紙又は板紙に防湿性を付与する手段として、合成樹脂をライナーに塗工する方法が一般的に行われている。この方法で防湿性を向上させるためには、合成樹脂の単位面積当たりの塗工量を増やす必要があり、コストアップにつながるとともに、古紙としての離解が困難になるという不具合があった。
これに対して、防湿剤に平均粒子径が5〜50μmの平板状無機粒子を添加する方法が提案されている(特許文献1参照)。この場合、少量の塗工で高い防湿性が得られるという利点があるが、使用する無機粒子が平均粒子径5μm以上のもののみだと、塗工後のライナー表面の平滑度が悪化し、その結果として耐摩耗性が悪化する傾向となる。さらに、塗工面の平滑度が悪くなると、貼合時にコルゲーターの熱版との擦れにより熱版が摩耗する可能性がある。特に、平板状無機粒子として雲母を使用した場合には、その影響が顕著となる。
上記不具合に対処するために、平均粒子径が5〜50μmの平板状の第1の無機粒子と、平均粒子径が0.1〜5μmの第2の無機粒子とを混合してなる防湿剤(平均粒子径=1〜5μm)を添加する方法が提案されている(特許文献2参照)。
特開平9−21096号公報。
特開2004−131865号公報。
ところが、上記特許文献2に開示されているように、平均粒子径が5〜50μmの平板状の第1の無機粒子と、平均粒子径が0.1〜5μmの第2の無機粒子とを混合してなる防湿剤を紙面上に塗工した場合、本来、紙面に対して平行に積層されるべき平板状の第1の無機粒子間に第2の無機粒子(第1の無機粒子より平均粒子径が小さい)が入り込み、結果として、平板状の第1の無機粒子の積層が乱れ、同一塗工量では特許文献1に開示されている防湿紙における透湿度を上回ることができないという不具合がある。さらに、平板状の第1の無機粒子が表面に露出することがあるところから、貼合時にコルゲーターの熱版との擦れにより熱版が摩耗する可能性を完全に解消することが難しい。特に、平板状無機粒子として雲母を使用した場合には、その影響が顕著となる。

[コレクションから抽出したデータ]

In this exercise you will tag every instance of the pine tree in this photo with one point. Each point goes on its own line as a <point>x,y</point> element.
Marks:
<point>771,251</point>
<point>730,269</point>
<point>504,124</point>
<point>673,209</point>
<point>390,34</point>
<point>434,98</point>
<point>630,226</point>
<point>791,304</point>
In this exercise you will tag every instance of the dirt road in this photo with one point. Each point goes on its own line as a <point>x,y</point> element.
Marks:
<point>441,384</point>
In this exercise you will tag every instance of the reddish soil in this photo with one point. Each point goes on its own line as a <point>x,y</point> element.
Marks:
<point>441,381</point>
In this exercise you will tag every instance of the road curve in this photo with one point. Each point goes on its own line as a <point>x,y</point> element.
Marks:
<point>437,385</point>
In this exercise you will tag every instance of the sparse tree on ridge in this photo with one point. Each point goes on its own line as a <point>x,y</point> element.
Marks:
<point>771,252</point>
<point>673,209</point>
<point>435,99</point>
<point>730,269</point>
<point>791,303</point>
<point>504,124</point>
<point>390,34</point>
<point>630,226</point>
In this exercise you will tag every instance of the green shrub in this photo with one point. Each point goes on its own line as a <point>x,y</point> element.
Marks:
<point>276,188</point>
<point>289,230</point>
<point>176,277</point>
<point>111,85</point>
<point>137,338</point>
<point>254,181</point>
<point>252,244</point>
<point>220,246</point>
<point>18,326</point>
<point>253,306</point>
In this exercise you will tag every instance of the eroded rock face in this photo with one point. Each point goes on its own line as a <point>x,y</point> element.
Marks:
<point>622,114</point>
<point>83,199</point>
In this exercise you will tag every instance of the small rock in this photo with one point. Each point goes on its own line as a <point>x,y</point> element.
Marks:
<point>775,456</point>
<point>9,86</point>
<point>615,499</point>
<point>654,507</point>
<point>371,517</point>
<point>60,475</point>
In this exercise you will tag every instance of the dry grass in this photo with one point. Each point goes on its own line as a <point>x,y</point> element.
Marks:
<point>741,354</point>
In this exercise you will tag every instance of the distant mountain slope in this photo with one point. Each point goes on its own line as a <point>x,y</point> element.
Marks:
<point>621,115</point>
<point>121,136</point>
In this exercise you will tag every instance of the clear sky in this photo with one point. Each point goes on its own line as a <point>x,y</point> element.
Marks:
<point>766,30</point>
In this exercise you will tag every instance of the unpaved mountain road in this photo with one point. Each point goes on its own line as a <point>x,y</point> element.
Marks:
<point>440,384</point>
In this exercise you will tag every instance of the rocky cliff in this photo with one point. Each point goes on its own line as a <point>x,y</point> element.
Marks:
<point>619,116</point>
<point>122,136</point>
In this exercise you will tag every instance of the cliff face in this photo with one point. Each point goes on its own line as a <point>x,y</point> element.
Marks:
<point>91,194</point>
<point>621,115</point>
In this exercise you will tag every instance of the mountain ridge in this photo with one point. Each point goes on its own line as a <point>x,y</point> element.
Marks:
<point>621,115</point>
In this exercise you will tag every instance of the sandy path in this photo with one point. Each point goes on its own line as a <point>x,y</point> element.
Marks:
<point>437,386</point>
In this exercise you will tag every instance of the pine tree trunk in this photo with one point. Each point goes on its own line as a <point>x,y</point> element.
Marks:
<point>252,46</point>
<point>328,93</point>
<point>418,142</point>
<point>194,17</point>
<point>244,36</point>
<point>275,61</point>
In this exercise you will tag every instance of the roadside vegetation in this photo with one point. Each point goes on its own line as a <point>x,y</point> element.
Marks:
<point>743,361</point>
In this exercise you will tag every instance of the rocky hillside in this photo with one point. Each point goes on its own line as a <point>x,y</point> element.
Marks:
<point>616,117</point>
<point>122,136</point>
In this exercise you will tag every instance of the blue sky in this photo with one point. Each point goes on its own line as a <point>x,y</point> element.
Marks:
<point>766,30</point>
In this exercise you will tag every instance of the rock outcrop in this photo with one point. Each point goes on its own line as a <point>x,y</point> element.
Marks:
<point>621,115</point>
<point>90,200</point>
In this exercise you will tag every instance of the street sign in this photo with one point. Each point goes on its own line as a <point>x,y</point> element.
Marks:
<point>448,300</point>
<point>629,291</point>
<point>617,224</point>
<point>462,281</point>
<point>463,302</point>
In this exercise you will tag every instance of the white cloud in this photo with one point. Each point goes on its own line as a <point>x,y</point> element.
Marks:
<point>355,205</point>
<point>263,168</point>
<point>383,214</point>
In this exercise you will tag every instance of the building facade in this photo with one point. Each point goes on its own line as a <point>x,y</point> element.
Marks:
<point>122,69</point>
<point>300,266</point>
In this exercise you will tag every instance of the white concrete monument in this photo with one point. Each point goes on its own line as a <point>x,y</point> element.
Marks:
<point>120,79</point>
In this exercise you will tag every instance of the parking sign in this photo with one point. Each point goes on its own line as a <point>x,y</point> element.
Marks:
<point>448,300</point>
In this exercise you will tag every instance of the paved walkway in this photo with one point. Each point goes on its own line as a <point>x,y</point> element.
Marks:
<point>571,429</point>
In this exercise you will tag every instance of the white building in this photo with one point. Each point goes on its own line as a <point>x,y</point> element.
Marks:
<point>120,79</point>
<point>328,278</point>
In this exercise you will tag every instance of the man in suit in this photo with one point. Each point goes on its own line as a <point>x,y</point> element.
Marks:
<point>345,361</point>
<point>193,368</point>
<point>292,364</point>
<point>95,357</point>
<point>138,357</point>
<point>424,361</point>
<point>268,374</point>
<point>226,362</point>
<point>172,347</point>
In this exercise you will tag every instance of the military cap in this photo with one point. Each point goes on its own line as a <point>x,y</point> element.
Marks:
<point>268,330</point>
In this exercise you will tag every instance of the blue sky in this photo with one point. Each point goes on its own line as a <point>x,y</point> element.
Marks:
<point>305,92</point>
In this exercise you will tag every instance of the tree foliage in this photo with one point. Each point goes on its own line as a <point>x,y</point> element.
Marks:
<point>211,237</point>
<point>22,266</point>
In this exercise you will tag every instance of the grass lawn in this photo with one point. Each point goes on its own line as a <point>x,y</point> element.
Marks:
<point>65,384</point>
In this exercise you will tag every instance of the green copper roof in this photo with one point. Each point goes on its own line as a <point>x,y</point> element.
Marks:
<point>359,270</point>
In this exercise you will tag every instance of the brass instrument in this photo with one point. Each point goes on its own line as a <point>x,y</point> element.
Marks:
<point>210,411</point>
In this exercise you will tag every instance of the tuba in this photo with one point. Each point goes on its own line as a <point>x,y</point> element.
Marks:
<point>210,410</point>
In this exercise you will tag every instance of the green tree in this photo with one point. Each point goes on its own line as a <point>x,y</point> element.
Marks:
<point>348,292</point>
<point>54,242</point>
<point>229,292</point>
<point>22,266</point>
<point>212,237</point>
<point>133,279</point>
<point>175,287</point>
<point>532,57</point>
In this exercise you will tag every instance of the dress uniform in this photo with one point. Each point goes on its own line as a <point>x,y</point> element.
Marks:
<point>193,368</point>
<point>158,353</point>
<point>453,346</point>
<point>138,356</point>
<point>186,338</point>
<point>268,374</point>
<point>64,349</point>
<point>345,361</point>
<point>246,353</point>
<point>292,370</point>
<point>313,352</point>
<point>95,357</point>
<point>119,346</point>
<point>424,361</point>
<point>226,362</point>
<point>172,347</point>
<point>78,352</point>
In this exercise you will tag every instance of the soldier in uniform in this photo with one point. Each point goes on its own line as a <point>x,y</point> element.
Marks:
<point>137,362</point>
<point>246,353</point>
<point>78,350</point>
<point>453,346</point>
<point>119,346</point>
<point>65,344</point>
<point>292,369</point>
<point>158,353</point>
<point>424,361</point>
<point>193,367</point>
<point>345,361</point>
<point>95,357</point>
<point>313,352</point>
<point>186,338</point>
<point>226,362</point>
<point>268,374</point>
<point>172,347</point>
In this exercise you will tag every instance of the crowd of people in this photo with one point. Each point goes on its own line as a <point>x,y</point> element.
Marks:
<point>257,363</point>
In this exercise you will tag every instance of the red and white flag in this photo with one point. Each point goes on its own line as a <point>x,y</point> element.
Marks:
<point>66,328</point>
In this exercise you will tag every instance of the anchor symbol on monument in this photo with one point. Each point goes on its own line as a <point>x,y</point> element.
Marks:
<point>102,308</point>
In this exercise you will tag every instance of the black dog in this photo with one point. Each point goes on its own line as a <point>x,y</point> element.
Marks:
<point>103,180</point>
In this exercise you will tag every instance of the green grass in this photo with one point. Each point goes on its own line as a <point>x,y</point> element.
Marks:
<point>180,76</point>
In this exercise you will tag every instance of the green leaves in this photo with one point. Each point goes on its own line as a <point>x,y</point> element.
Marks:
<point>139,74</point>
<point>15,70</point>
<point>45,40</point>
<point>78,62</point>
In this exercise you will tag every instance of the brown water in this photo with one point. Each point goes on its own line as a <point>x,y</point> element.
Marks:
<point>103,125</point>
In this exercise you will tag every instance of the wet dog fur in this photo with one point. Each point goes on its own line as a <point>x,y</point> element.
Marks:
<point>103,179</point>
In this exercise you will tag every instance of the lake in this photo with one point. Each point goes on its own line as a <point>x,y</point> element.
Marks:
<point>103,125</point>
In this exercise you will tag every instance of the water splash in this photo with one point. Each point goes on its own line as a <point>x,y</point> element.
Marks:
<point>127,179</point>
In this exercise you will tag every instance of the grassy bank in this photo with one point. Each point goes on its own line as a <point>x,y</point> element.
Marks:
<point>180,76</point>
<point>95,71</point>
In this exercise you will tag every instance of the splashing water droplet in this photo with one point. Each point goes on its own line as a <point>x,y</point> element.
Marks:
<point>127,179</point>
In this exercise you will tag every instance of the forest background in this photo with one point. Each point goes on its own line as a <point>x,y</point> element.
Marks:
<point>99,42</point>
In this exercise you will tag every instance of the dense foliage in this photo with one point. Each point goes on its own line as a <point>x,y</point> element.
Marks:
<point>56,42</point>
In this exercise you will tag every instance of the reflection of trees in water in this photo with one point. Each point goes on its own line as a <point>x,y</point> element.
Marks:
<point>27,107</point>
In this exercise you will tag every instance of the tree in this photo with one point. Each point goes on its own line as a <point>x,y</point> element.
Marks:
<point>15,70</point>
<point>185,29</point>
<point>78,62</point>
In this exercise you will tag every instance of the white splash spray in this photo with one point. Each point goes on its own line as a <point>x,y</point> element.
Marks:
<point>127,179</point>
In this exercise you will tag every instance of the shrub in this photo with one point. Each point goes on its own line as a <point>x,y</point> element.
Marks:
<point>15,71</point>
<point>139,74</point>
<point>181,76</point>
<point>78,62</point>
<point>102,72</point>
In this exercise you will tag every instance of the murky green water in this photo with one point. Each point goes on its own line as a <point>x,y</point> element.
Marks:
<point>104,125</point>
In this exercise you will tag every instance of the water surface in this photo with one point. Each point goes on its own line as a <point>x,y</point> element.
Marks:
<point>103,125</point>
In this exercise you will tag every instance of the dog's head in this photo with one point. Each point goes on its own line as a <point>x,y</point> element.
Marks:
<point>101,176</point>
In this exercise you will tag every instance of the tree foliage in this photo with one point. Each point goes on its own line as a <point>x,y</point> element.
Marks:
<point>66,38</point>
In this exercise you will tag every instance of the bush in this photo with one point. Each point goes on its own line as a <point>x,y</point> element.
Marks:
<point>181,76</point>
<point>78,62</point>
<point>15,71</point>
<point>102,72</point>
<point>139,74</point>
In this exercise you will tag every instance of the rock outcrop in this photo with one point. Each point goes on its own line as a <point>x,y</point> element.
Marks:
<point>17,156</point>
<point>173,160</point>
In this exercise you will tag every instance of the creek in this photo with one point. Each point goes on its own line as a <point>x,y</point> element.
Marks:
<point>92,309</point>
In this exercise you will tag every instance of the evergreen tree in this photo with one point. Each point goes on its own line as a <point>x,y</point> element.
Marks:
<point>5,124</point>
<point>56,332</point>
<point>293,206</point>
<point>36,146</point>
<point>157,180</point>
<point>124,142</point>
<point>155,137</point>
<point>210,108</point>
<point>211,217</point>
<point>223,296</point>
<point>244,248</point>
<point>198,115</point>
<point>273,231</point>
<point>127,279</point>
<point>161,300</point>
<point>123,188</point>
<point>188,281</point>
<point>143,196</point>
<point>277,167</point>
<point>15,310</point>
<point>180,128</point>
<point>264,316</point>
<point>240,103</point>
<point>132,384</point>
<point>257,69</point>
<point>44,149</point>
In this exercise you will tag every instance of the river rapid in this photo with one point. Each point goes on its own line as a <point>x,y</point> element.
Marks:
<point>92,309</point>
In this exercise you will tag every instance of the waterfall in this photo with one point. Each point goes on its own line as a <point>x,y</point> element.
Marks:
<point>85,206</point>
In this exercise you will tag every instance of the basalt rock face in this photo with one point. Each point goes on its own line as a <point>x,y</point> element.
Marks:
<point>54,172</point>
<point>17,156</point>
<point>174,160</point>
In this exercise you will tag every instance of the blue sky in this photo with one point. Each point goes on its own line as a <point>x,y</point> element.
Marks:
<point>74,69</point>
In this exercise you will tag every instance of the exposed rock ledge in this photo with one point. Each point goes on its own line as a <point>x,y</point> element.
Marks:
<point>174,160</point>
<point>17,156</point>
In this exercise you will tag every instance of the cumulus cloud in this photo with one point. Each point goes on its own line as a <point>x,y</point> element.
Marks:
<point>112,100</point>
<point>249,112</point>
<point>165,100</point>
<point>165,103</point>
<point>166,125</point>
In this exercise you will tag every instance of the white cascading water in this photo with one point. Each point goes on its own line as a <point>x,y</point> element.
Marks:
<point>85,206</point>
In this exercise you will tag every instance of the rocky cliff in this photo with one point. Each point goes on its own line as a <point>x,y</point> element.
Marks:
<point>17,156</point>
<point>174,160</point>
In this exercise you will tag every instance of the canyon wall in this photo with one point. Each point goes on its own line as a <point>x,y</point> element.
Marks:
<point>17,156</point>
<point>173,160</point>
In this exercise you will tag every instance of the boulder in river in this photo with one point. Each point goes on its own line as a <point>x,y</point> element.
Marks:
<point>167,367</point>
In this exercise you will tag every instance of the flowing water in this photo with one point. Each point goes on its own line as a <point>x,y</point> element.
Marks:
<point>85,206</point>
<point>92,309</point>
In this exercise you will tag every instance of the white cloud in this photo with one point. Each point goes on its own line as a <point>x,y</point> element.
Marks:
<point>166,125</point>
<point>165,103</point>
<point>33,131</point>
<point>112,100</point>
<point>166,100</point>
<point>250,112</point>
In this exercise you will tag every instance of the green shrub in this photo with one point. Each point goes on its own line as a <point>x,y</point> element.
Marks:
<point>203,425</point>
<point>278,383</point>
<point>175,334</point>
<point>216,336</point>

# 課題一覧:
1. 防湿紙の背景技術の文章で、平板状無機粒子として何を用いると影響が特に顕著になると述べられているか。
2. 防湿紙の背景技術の文章から、「これに対して、防湿剤に平均粒」を含む箇所を起点とし、「特開平9−21096号公報。」の直後までを一字も変えずに抜き出してください。
3. 防湿紙の背景技術の文章を、最後の文に続けて書き進めてください。

# 課題別解答:
1. 雲母

2.
これに対して、防湿剤に平均粒子径が5〜50μmの平板状無機粒子を添加する方法が提案されている(特許文献1参照)。この場合、少量の塗工で高い防湿性が得られるという利点があるが、使用する無機粒子が平均粒子径5μm以上のもののみだと、塗工後のライナー表面の平滑度が悪化し、その結果として耐摩耗性が悪化する傾向となる。さらに、塗工面の平滑度が悪くなると、貼合時にコルゲーターの熱版との擦れにより熱版が摩耗する可能性がある。特に、平板状無機粒子として雲母を使用した場合には、その影響が顕著となる。
上記不具合に対処するために、平均粒子径が5〜50μmの平板状の第1の無機粒子と、平均粒子径が0.1〜5μmの第2の無機粒子とを混合してなる防湿剤(平均粒子径=1〜5μm)を添加する方法が提案されている(特許文献2参照)。
特開平9−21096号公報。

3.
本願発明は、上記の点に鑑みてなされたもので、古紙として離解が可能であって、防湿性に優れ且つ貼合時においてコルゲーターの熱版適性に優れた防湿紙を提供することを目的としている。
本願発明では、上記課題を解決するための第1の手段として、紙又は板紙の少なくとも片面に、平均粒子径が5〜50μmの平板状無機粒子と合成樹脂ラテックスとからなる第1の防湿剤を塗工してなる第1防湿層と、該第1防湿層の上層側に位置して平均粒子径0.1〜5μmの平板状無機粒子と合成樹脂ラテックスとからなる第2の防湿剤を塗工してなる第2防湿層とを形成し且つ前記第1防湿層に含有する平板状無機粒子の平均粒子径よりも、前記第2防湿層に含有する平板状無機粒子の平均粒子径を小さくなるようにし、前記第1防湿層の表層にある平板状無機粒子間に前記第2防湿層の平板状無機粒子が入り込める状態としている。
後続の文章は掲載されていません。